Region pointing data

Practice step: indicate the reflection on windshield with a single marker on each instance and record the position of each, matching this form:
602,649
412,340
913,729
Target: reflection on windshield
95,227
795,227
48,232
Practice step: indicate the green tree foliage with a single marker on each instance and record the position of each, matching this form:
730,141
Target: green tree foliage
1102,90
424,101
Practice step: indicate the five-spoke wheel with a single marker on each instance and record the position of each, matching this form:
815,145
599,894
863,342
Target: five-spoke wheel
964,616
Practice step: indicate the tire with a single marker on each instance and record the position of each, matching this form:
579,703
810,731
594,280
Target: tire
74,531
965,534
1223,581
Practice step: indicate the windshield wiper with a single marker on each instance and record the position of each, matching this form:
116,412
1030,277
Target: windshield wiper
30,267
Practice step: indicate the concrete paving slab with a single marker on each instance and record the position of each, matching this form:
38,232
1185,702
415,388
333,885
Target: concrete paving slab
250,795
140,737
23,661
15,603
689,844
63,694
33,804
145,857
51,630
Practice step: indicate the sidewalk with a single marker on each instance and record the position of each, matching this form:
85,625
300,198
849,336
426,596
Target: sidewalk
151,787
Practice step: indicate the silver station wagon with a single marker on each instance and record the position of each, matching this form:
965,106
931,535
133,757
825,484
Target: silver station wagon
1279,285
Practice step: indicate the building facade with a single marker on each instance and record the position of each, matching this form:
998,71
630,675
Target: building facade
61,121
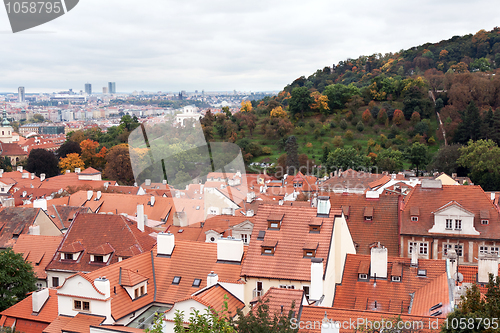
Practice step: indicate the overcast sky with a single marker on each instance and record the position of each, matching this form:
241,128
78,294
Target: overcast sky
219,45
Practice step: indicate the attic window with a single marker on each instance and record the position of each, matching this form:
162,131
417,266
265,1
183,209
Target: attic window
268,251
274,221
422,272
368,213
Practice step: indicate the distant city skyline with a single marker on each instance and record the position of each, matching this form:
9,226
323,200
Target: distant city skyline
222,46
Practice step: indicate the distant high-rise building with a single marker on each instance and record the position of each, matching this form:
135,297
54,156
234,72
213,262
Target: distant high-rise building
112,87
20,93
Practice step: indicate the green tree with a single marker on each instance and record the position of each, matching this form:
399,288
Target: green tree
345,158
69,147
390,160
292,157
261,320
418,155
446,160
482,158
16,278
42,161
470,127
300,102
474,306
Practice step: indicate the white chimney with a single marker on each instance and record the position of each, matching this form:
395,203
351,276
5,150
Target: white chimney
34,230
378,266
103,285
165,244
316,290
414,258
40,203
140,217
229,249
487,264
212,279
38,299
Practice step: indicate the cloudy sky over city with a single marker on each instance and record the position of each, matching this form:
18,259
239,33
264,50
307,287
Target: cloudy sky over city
220,45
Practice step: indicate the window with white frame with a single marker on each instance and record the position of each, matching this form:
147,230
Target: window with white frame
411,246
423,248
446,247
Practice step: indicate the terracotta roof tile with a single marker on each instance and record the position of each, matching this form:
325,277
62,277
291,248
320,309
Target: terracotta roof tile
316,314
92,231
38,250
24,309
280,300
386,295
382,228
431,200
288,261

(Assigned task): Transcribe the records above exactly, omitting every picture they contain.

(Answer for this exercise):
Practice step: indicate the reflection on windshield with a single marker on each instance and record the position of each, matching this form:
602,649
412,340
913,729
Target: reflection on windshield
95,227
795,227
48,232
Practice step: indicate the green tree foliage with a single marker on each instance and record the position of each, matching this form:
730,141
Target: green tree foliage
1102,90
424,101
Practice step: indicate the five-spoke wheel with a single marker on each instance and record the position of each, matching this form:
815,145
599,894
863,342
Target: five-spoke wheel
964,616
Practice step: indicate the tire with a single marker on each instance and record the position of each, matching this form:
579,703
810,731
594,280
Target: tire
74,531
965,534
1223,581
Practice step: indicate the windshield wiper with a single marker on each instance and record the position of each, matching this form:
116,412
1030,277
Target: windshield wiper
30,267
Practice step: indicate the concrete paving slab with a single marker on each instance and record the position of each, matching this form:
38,232
1185,702
415,388
333,885
Target: concrete paving slab
250,795
140,737
23,661
15,603
689,844
63,694
33,804
145,857
51,630
Practice step: indicate the sidewalk with a single marker on each instance and record the position of each, matching this form:
85,625
300,198
849,336
426,596
Target: sidewalk
151,787
Practice step: indicate the silver station wagon with a single marker on each instance and record the position of each, matching this form:
965,106
931,535
133,757
825,484
Target: silver station wagon
1279,285
Practice step: indicate the building facade with a single marker on each instance and record the position of each, matching this form:
998,71
630,675
Target: building facade
61,121
Practice step: indicate the overcast sky with a single marker on each instance and record the position of each, matching this form:
241,128
78,294
Target: overcast sky
219,45
Practice step: indicate the attic window with a single marker on each instance and record the position of each, matching this form:
162,131
417,266
265,1
183,209
Target: attic window
268,251
274,221
422,272
368,213
Practice step: indicate the distant city skyline with a single marker on each instance and record the position of each, matching this form:
9,226
323,200
Target: distant city skyline
222,46
Practice step: indicate the distant high-rise building with a single marker on each instance and record the position of each, matching this form:
135,297
54,156
234,72
213,262
Target: distant high-rise building
112,87
20,93
Practice step: indicate the green tree with a single marker on each instance and record the position of each, matching this form:
399,288
Target: green tree
345,158
69,147
390,160
292,157
261,320
418,155
446,160
482,158
16,278
42,161
470,127
300,102
474,306
Practice step: indicate the white chimney with a single marker on each instance and record the position of each, matching this form:
395,203
351,276
5,150
Target: white chimney
34,230
378,266
103,285
165,244
316,290
414,258
40,203
140,217
229,249
487,264
212,279
38,299
Practice step: indicate the cloudy sky over city with a single marker on each instance and record the position of each, matching this form:
18,259
239,33
264,50
307,287
Target: cloudy sky over city
220,45
Practice step: indicate the window with white frame with a single marker on each instance and record the position of each, matching this form:
147,230
Target: window with white frame
411,246
423,248
446,247
Practice step: indicate the terracotta roof tile with a single marker on each instance and record the position of each, matching this form:
325,277
62,277
291,248
320,309
Target: terracotta roof tile
316,314
92,231
38,250
24,309
280,300
386,295
382,228
431,200
288,261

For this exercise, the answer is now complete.